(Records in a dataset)
-----

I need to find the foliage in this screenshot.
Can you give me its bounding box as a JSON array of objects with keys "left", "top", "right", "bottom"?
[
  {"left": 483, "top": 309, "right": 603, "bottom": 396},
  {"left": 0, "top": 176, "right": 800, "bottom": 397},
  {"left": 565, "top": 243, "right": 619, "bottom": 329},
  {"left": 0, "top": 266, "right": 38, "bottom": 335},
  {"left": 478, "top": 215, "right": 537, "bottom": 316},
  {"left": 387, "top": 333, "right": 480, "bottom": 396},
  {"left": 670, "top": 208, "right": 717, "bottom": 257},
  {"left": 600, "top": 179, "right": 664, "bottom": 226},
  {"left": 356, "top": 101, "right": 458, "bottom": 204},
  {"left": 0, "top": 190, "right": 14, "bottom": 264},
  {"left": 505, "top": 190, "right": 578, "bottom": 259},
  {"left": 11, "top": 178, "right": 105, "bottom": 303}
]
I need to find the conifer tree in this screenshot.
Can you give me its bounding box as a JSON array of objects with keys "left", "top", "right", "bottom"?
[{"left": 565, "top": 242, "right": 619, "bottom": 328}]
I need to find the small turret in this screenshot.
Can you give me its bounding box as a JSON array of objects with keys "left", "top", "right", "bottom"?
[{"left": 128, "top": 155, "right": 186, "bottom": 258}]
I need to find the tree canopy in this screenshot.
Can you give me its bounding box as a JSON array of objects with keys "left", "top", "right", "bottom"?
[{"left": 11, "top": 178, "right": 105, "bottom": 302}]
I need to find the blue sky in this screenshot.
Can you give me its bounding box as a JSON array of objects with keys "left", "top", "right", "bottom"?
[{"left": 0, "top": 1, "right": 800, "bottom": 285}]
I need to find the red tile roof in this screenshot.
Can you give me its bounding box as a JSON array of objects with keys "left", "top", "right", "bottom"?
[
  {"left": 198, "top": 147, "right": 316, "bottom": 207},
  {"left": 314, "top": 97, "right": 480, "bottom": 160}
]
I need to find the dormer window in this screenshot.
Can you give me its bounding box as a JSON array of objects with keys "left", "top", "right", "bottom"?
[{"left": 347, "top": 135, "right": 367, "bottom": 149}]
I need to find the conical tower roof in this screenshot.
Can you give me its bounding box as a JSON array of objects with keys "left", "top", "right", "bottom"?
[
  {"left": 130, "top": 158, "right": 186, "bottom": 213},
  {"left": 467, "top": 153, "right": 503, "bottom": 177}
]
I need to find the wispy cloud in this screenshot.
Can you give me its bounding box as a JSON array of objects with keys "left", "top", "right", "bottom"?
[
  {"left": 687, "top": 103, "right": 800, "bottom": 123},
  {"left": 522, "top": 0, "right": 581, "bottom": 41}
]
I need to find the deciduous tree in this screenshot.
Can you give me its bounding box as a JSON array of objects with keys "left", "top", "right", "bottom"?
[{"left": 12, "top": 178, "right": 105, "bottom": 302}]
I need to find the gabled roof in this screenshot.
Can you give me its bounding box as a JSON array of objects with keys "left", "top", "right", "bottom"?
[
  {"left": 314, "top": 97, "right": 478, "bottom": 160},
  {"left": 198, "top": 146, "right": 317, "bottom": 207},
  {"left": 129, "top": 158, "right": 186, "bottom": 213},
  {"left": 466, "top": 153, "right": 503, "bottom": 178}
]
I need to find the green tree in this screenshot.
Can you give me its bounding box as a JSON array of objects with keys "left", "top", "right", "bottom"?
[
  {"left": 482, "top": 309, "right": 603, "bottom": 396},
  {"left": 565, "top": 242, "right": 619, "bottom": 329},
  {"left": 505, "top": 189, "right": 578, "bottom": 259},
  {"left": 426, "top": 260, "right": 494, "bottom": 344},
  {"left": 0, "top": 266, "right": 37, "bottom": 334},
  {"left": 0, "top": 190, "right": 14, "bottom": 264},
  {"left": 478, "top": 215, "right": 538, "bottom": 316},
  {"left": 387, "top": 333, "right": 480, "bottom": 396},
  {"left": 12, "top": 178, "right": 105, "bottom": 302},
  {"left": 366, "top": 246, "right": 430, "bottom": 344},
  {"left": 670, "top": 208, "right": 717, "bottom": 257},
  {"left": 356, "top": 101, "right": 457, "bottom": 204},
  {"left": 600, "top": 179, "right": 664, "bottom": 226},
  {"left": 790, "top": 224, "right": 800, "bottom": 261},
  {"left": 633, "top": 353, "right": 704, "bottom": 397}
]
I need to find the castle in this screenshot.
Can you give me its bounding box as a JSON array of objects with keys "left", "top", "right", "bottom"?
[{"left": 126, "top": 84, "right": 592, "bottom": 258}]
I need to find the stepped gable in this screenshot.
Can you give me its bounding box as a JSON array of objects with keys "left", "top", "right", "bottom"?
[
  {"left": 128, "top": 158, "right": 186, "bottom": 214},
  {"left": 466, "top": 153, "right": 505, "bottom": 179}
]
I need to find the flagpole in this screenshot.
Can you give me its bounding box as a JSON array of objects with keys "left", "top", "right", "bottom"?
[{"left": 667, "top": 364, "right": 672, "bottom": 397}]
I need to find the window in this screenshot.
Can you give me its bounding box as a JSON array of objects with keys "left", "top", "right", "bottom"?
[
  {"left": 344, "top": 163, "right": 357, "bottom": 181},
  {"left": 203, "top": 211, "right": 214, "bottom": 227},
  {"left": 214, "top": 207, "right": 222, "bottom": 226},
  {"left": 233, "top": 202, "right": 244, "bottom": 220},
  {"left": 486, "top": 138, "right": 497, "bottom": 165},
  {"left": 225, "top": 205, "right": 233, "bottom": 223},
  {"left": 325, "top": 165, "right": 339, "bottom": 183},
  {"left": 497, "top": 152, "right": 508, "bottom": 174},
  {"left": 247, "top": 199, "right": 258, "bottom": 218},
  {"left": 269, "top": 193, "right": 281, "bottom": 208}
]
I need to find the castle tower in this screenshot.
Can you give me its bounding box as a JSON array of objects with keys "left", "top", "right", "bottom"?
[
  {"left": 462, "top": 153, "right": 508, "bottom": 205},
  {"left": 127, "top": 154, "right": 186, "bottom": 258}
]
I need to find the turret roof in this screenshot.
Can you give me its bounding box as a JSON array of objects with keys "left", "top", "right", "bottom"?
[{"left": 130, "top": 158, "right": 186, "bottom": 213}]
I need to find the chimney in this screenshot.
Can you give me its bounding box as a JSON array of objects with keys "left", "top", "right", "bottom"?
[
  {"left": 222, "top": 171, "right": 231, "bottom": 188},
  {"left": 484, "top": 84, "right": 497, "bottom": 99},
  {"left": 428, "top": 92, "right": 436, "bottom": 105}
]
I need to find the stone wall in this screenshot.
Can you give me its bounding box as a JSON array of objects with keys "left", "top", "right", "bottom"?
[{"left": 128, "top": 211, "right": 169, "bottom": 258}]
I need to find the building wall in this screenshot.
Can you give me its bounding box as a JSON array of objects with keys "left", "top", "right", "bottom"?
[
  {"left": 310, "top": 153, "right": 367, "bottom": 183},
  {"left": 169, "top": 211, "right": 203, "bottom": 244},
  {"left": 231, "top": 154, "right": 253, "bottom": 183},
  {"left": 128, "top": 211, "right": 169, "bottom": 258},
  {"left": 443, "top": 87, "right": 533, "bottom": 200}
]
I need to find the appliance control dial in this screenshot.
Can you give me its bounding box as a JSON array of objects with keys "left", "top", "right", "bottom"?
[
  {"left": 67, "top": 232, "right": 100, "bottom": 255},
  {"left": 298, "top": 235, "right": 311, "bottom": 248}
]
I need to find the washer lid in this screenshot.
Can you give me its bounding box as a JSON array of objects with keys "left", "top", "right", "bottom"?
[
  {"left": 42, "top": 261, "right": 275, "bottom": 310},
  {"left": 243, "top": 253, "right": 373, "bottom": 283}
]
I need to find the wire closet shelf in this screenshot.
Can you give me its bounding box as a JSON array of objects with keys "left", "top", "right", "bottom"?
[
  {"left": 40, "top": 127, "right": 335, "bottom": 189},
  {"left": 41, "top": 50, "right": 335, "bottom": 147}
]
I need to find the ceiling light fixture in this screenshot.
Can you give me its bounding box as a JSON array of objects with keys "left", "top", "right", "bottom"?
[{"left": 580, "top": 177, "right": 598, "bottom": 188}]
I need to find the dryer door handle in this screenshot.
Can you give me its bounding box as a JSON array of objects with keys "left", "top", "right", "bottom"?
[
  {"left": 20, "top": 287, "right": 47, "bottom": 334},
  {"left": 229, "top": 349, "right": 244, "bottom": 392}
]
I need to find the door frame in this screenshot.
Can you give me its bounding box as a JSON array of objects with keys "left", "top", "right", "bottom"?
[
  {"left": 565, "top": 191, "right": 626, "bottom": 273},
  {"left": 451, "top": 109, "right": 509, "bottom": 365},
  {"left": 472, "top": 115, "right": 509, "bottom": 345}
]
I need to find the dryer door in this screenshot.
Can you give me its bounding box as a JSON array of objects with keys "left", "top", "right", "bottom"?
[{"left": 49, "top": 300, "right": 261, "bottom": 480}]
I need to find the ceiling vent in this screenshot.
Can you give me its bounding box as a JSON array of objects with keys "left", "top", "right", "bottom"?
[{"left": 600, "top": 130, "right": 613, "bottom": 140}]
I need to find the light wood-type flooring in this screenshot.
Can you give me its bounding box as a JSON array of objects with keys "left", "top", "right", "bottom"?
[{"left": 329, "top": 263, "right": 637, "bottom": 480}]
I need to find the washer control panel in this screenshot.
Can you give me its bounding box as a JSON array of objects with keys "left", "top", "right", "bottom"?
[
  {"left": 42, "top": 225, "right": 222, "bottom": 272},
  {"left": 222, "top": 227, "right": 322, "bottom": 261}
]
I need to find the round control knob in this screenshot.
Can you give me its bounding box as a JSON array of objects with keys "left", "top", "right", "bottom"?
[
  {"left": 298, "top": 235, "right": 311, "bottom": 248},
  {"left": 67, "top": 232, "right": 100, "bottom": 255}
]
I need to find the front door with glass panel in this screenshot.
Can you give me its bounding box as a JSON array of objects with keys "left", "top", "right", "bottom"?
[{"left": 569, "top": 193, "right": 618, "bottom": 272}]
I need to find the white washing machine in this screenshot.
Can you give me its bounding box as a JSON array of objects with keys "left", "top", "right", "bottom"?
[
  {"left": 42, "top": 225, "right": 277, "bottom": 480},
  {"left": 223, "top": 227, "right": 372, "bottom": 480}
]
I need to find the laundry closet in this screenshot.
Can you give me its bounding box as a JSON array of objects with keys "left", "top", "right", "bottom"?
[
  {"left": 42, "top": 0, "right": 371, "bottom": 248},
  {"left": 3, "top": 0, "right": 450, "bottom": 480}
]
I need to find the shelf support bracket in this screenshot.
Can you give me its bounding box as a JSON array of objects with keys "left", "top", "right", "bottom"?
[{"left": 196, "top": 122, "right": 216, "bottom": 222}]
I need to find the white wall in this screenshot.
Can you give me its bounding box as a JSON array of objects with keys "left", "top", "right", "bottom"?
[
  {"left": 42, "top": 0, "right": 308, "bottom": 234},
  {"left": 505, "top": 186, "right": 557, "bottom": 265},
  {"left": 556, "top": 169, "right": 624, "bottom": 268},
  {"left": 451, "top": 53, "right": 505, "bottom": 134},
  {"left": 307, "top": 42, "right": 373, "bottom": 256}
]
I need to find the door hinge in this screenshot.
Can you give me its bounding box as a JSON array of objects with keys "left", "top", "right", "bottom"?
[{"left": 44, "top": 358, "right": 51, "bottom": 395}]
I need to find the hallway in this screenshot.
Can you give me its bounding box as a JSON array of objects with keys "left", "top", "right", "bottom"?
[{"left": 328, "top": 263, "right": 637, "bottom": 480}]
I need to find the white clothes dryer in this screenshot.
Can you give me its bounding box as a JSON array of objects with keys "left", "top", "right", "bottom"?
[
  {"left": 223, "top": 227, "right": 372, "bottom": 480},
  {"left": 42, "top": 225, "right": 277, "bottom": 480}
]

-----

■ **REQUEST**
Rewrite the lines of the listing, starting at the line containing "I need to find the white washing" and ending at the end of the listing, keeping the requests as they are but scaling every bounding box coordinate in the answers by 0.2. Round each result to a whole number, with halves rounded up.

■ **EXERCISE ANSWER**
I need to find the white washing machine in this screenshot.
Can you give me its bounding box as a JSON array of objects with keys "left", "top", "right", "bottom"?
[
  {"left": 8, "top": 45, "right": 55, "bottom": 96},
  {"left": 45, "top": 45, "right": 74, "bottom": 96}
]
I need to find the laundry closet in this screenshot.
Can you give me its bounding box as a JSON array of objects with keys "left", "top", "right", "bottom"?
[
  {"left": 8, "top": 0, "right": 74, "bottom": 50},
  {"left": 1, "top": 0, "right": 90, "bottom": 96}
]
I need to find the shelf support bracket in this screenshot.
Can you give me its bounding box as a JSON array of objects with keys "left", "top", "right", "bottom"?
[{"left": 39, "top": 24, "right": 43, "bottom": 44}]
I need to find the white wall in this screenshot.
Can you give me its bounding box as a JSON array of objects with keys "left", "top", "right", "bottom"?
[
  {"left": 8, "top": 0, "right": 62, "bottom": 47},
  {"left": 101, "top": 37, "right": 111, "bottom": 53},
  {"left": 111, "top": 34, "right": 125, "bottom": 54},
  {"left": 90, "top": 11, "right": 101, "bottom": 27},
  {"left": 61, "top": 8, "right": 75, "bottom": 51}
]
I need to find the door hinge in this screenshot.
Can you give me its bounding box as a JSON array of objects with keys "left", "top", "right", "bottom"?
[{"left": 9, "top": 72, "right": 10, "bottom": 79}]
I need to find the hallway in this screenshot.
Can you give me its bounding box as a JSON array of objects with keys "left", "top", "right", "bottom"?
[{"left": 66, "top": 53, "right": 127, "bottom": 96}]
I need to find the white clothes dryer in this screenshot.
Can you give me its bounding box as a JSON array of objects with keys "left", "top", "right", "bottom"?
[
  {"left": 45, "top": 45, "right": 74, "bottom": 96},
  {"left": 8, "top": 45, "right": 55, "bottom": 96}
]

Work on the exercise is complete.